Scotch on the rocks: our distilleries need government support to mitigate the damage caused by tariffs and Covid
3 min read

Who hasn’t been seduced by the romance of Scotch whisky, the industry which captures the essence of Scotland in a bottle? The ingredients are simple: barley, water and yeast.

Ninety per cent of malting barley comes from Scottish farms which compete to secure the premium it commands.

The water sourced from hill and mountain springs is crucial for Scotch’s clarity and purity, which is why most single malt distilleries are located in relatively remote rural locations.

Unlike gin, Scotch whisky requires by law a minimum of three years’ maturation, and most single malts are not bottled for market before they are at least 10-years-old. There are serious costs tied up in whisky stored in warehouses while the alchemy of its maturation in sherry or American oak casks in the moist environment of rural Scotland works its magic.

So although gin is a competitor to Scotch, most distillers can produce both, with gin generating cash flow while the whisky matures.

Rishi Sunak’s alcohol tax review has not been welcomed by the industry

For as long as I can remember, Scotch whisky has been close to the top of the UK’s export list. In the 1970s, working in economic development, I engaged with the industry across Speyside. As an MP in north-east Scotland, I had as many as 12 distilleries in my constituency. Over the decades, I have seen the industry face ups and downs, with distilleries closed or mothballed. I have seen the emergence of single malts as a significant market, and the opening of new distilleries to meet the demand.

What is clear to me is that Scotch would not have retained its position without consistent innovation, marketing and positive response to challenges – and the last few years have brought a few.

The European Union accounts for a third of our whisky exports. J&B and Coke is the staple drink in almost any Spanish bar. The Italians anoint their ice-cream with single malt. The French too, notwithstanding their domestic wine and brandy, appreciate a good Scotch. So Brexit has presented challenges, creating more bureaucracy and friction in sourcing supplies of, for example, glass and packaging materials. The post-pandemic supply chain constraints and global inflation have presented other cost challenges in a competitive market.

Over time, it may be that new trade agreements will open up new markets. The five-year suspension of extra tariffs by the United States has helped, as well as the ending of the five per cent tariff for Australia. The real prize will be a reduction or elimination of tariffs for the potentially huge Indian market.

A few years ago, I had the honour to be sworn in as a Keeper of the Quaich at an almost Freemason-like event at the industry’s biannual banquet at Blair Castle in Perthshire. The accolade is given to friends of the industry who have contributed to its reputation and success, and features keepers from all over the world. Apart from the reverent event, the banquet is an indulgence of all things Scottish – tartan, kilts, bagpipes, music and singing – all in celebration of the elixir that is Scotch.

The industry has demonstrated resilience in the face of manifold challenges. Nothing can be taken for granted. That is why we need good relations with the EU, new beneficial trade agreements, and action to keep costs down.

Rishi Sunak’s alcohol tax review has not been welcomed by the industry. I do not understand why we tax our world-class spirits industry more than the mostly imported wine sector. Past experience shows that hiking excise duties on whisky reduces revenues by depressing demand, and it undermines trade negotiations. The industry through its own flair will thrive. Government should help by not adding obstacles, but striving to remove them.

 

Lord Bruce is a Liberal Democrat peer.

MATERIAL SHOWN:
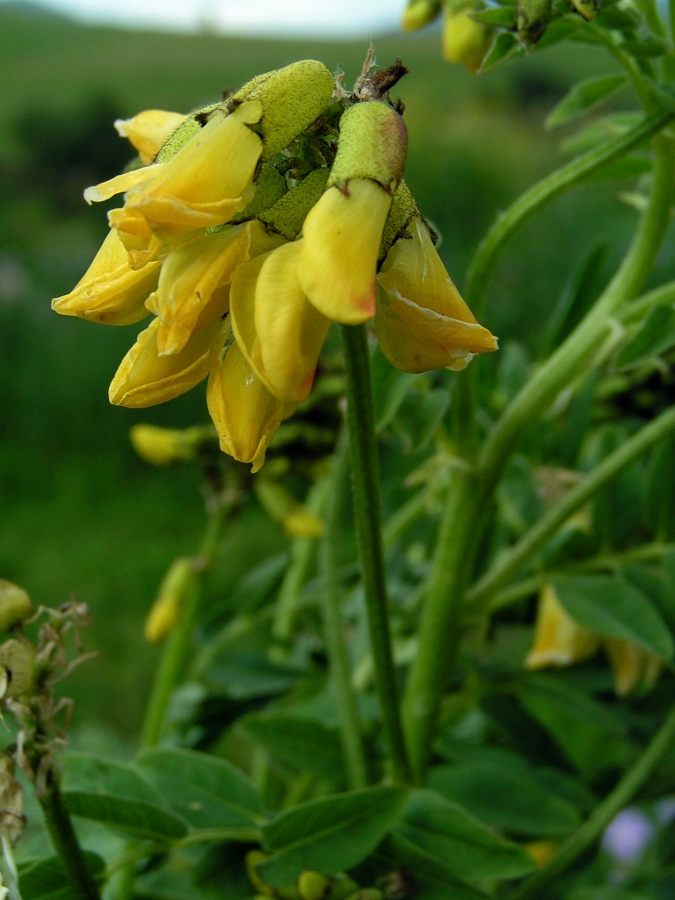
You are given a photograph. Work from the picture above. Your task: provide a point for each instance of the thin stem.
(510, 563)
(593, 827)
(542, 193)
(439, 628)
(302, 554)
(350, 726)
(568, 360)
(62, 833)
(177, 647)
(368, 518)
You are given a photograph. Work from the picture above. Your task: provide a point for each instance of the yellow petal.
(149, 130)
(290, 330)
(558, 640)
(110, 292)
(422, 322)
(342, 235)
(120, 183)
(189, 278)
(244, 412)
(209, 180)
(145, 378)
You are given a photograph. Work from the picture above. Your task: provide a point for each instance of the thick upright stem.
(350, 728)
(368, 518)
(177, 647)
(62, 833)
(585, 836)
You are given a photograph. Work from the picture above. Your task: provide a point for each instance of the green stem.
(350, 726)
(368, 519)
(178, 645)
(510, 563)
(302, 554)
(62, 833)
(575, 352)
(593, 827)
(542, 193)
(439, 628)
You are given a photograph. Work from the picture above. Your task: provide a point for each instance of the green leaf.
(45, 879)
(506, 46)
(118, 796)
(507, 800)
(655, 335)
(583, 97)
(299, 744)
(207, 792)
(611, 606)
(448, 833)
(499, 16)
(330, 835)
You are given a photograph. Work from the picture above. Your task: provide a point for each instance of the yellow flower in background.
(245, 253)
(560, 641)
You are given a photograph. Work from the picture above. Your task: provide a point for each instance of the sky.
(310, 18)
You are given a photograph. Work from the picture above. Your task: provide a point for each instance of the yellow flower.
(145, 378)
(422, 322)
(464, 39)
(148, 131)
(110, 291)
(244, 412)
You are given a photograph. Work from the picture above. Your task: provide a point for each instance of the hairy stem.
(62, 833)
(350, 726)
(592, 828)
(368, 518)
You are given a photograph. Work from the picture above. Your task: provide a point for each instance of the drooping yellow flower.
(149, 130)
(422, 322)
(110, 292)
(244, 412)
(145, 378)
(558, 639)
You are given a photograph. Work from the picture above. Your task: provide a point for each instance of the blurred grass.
(78, 512)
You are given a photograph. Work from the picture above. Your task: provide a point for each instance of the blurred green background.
(79, 513)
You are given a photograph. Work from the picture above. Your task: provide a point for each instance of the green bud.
(373, 144)
(532, 19)
(185, 132)
(419, 13)
(15, 605)
(18, 661)
(587, 9)
(312, 885)
(292, 98)
(288, 214)
(403, 208)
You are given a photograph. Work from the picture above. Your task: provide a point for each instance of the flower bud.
(422, 323)
(166, 446)
(419, 13)
(277, 329)
(18, 661)
(244, 412)
(464, 39)
(110, 292)
(558, 640)
(177, 584)
(149, 131)
(291, 98)
(532, 19)
(373, 144)
(145, 378)
(312, 885)
(15, 605)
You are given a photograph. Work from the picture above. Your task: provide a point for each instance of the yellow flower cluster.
(465, 39)
(560, 641)
(247, 229)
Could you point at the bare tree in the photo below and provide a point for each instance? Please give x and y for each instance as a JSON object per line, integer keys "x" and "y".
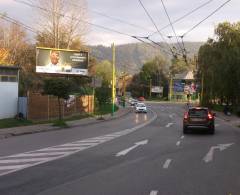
{"x": 61, "y": 23}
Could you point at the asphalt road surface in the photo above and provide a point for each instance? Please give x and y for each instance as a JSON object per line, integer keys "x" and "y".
{"x": 138, "y": 154}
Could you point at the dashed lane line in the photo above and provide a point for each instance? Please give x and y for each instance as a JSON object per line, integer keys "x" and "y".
{"x": 154, "y": 192}
{"x": 17, "y": 162}
{"x": 167, "y": 163}
{"x": 178, "y": 143}
{"x": 169, "y": 125}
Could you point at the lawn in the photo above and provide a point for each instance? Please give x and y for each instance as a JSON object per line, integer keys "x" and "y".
{"x": 11, "y": 122}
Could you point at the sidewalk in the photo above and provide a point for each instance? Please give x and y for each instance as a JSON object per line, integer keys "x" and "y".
{"x": 232, "y": 119}
{"x": 15, "y": 131}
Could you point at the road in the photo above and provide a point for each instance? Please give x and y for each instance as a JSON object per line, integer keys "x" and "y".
{"x": 138, "y": 154}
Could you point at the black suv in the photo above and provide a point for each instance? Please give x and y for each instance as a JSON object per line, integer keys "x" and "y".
{"x": 199, "y": 117}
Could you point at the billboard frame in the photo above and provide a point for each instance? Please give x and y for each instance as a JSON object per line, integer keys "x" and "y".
{"x": 68, "y": 50}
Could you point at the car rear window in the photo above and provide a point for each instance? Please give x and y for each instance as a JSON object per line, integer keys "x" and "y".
{"x": 198, "y": 112}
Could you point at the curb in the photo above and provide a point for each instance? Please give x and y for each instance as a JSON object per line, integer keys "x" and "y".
{"x": 52, "y": 128}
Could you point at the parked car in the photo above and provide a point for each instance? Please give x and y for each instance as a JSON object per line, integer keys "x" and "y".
{"x": 140, "y": 107}
{"x": 133, "y": 102}
{"x": 199, "y": 117}
{"x": 141, "y": 98}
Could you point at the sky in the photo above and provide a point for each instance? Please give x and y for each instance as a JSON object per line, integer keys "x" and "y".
{"x": 135, "y": 21}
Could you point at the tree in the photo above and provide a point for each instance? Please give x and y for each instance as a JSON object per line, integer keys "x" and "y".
{"x": 219, "y": 65}
{"x": 58, "y": 87}
{"x": 154, "y": 70}
{"x": 104, "y": 70}
{"x": 61, "y": 23}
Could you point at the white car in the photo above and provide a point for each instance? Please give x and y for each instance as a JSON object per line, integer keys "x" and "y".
{"x": 140, "y": 107}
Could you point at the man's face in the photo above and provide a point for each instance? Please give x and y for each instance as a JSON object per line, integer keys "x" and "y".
{"x": 54, "y": 56}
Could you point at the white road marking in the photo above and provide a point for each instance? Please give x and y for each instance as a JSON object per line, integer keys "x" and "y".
{"x": 62, "y": 149}
{"x": 76, "y": 144}
{"x": 221, "y": 147}
{"x": 38, "y": 154}
{"x": 169, "y": 124}
{"x": 172, "y": 115}
{"x": 153, "y": 192}
{"x": 44, "y": 155}
{"x": 178, "y": 143}
{"x": 137, "y": 144}
{"x": 13, "y": 167}
{"x": 167, "y": 163}
{"x": 24, "y": 160}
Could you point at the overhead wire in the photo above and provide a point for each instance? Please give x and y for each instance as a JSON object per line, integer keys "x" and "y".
{"x": 173, "y": 29}
{"x": 212, "y": 13}
{"x": 184, "y": 16}
{"x": 75, "y": 18}
{"x": 83, "y": 21}
{"x": 150, "y": 17}
{"x": 113, "y": 18}
{"x": 11, "y": 20}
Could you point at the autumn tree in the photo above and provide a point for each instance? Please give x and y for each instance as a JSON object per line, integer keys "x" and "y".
{"x": 61, "y": 23}
{"x": 219, "y": 65}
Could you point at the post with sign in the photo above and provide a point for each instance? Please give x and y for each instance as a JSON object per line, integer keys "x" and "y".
{"x": 113, "y": 78}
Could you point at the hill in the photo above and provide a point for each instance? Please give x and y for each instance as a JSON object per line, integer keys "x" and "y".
{"x": 132, "y": 56}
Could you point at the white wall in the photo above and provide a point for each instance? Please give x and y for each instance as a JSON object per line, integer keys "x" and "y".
{"x": 8, "y": 99}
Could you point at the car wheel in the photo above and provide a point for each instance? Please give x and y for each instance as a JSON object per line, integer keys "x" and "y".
{"x": 185, "y": 129}
{"x": 212, "y": 129}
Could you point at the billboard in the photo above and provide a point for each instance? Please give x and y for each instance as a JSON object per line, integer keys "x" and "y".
{"x": 178, "y": 86}
{"x": 157, "y": 89}
{"x": 59, "y": 61}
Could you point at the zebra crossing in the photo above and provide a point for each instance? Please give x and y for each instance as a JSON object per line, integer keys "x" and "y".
{"x": 17, "y": 162}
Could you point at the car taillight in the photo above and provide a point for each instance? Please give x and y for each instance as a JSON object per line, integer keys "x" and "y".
{"x": 210, "y": 116}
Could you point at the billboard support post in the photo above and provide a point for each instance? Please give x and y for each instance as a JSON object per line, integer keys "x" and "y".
{"x": 113, "y": 78}
{"x": 62, "y": 61}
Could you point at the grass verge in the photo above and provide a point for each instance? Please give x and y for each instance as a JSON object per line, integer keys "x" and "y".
{"x": 105, "y": 109}
{"x": 12, "y": 122}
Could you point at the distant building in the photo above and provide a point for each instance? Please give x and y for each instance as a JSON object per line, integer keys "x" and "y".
{"x": 8, "y": 91}
{"x": 184, "y": 86}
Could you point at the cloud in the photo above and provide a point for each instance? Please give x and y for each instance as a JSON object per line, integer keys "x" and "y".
{"x": 132, "y": 12}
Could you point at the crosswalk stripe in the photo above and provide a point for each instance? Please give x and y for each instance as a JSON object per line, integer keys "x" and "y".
{"x": 12, "y": 167}
{"x": 16, "y": 162}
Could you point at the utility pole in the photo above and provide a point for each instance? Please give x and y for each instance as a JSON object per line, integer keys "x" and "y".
{"x": 113, "y": 78}
{"x": 170, "y": 88}
{"x": 202, "y": 88}
{"x": 150, "y": 88}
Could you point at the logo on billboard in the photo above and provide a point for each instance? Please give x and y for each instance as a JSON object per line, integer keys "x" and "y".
{"x": 157, "y": 89}
{"x": 58, "y": 61}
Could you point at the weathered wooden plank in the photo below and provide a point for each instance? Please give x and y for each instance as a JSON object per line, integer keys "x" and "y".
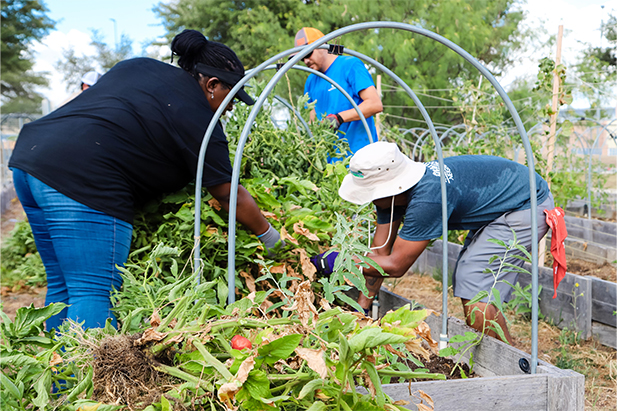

TASKS TO PERFORM:
(A) According to the Scotch whisky article, why do most distillers produce gin as well as whisky?
(B) In the Scotch whisky article, reword the stretch from "The European Union" through "huge Indian market.", changing "tariffs" to "duties".

RESPONSES TO THE TASKS:
(A) By law, Scotch whisky must mature for at least three years, and most single malts are at least 10 years old before they are bottled. This ties up serious costs in stored whisky, so distillers also make gin, which generates cash flow while the whisky matures.

(B)
The European Union accounts for a third of our whisky exports. J&B and Coke is the staple drink in almost any Spanish bar. The Italians anoint their ice-cream with single malt. The French too, notwithstanding their domestic wine and brandy, appreciate a good Scotch. So Brexit has presented challenges, creating more bureaucracy and friction in sourcing supplies of, for example, glass and packaging materials. The post-pandemic supply chain constraints and global inflation have presented other cost challenges in a competitive market.

Over time, it may be that new trade agreements will open up new markets. The five-year suspension of extra duties by the United States has helped, as well as the ending of the five per cent tariff for Australia. The real prize will be a reduction or elimination of duties for the potentially huge Indian market.